### Dataset entries

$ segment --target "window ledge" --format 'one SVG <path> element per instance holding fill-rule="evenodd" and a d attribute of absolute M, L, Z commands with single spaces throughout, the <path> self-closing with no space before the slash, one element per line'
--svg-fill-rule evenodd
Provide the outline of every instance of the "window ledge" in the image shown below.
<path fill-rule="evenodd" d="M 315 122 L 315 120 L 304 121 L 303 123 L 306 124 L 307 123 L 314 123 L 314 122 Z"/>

######
### Dataset entries

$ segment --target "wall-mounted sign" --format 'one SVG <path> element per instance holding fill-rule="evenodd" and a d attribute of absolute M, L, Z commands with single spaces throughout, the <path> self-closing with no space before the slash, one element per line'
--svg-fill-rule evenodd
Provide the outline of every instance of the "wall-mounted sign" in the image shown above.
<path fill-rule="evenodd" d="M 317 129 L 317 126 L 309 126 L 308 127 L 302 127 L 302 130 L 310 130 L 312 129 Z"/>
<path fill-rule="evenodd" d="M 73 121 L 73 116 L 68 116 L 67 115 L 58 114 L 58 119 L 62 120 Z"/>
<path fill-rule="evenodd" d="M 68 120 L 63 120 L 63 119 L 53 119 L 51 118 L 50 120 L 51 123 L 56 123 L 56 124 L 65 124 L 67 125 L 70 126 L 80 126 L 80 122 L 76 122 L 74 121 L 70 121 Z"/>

######

• Stated exercise
Pull out each line of the records above that contains the string "sign".

• Worked answer
$ segment --target "wall-mounted sign" --format 'one SVG <path> element per instance holding fill-rule="evenodd" and a d attribute of absolute M, L, Z commands with single spaces throughout, the <path> self-closing with no space before the slash, one element per line'
Provide the outline of every instance of the "wall-mounted sign" in the image shown above.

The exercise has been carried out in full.